The records follow. Filter them to the lines that hold "hood".
**** MATERIAL PROVIDED ****
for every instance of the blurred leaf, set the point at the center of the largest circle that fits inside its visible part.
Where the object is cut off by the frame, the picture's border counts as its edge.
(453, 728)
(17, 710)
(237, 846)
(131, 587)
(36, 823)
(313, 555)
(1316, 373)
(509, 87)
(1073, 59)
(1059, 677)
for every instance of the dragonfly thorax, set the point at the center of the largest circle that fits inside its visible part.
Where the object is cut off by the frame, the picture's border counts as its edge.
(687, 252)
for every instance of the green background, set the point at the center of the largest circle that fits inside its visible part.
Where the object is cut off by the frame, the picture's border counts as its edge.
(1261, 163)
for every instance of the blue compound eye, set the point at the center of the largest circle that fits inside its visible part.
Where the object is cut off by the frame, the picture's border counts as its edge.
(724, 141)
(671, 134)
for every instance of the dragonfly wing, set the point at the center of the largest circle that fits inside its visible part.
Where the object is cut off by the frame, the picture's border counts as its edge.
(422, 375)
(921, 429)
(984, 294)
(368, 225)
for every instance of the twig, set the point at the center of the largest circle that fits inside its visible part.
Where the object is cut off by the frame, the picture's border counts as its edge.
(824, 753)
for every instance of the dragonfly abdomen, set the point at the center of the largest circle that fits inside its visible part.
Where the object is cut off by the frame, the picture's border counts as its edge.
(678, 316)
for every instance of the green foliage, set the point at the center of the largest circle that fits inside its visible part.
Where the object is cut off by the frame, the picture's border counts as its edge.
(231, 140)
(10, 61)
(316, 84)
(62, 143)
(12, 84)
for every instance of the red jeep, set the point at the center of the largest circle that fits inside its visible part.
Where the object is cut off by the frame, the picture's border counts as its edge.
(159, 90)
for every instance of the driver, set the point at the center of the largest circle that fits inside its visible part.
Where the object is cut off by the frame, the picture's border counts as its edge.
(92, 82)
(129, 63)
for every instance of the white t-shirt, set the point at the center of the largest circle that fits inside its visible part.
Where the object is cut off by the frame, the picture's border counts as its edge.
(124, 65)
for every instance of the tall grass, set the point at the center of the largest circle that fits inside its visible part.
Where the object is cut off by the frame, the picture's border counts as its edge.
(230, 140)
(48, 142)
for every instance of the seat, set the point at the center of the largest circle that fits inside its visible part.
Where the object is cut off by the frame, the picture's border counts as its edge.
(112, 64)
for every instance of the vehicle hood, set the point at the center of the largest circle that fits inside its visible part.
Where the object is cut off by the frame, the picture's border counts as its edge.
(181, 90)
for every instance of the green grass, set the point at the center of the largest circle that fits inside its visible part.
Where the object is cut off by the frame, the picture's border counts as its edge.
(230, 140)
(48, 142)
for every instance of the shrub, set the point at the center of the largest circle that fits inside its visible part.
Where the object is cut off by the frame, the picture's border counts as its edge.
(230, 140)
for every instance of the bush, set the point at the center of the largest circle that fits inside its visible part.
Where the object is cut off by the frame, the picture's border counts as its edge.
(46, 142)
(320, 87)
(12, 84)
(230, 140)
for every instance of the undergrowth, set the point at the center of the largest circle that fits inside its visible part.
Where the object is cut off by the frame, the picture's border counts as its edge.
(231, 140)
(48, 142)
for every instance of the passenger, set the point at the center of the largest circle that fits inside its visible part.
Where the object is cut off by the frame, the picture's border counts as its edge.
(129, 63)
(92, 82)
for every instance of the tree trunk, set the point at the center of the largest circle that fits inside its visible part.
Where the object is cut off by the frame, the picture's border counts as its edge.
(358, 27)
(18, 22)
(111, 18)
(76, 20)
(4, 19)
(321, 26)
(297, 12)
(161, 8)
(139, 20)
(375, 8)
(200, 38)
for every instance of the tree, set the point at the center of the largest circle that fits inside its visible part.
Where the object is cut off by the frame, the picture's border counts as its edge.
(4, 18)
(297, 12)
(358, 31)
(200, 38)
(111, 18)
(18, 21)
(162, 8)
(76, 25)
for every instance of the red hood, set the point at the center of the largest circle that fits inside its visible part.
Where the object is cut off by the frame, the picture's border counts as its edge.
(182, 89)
****
*TASK SOLUTION*:
for every instance of the vehicle hood, set the point at the center of the largest circle that fits inside its visible part.
for every instance of the red hood, set the point at the center of the largest circle that fits inside its visible part.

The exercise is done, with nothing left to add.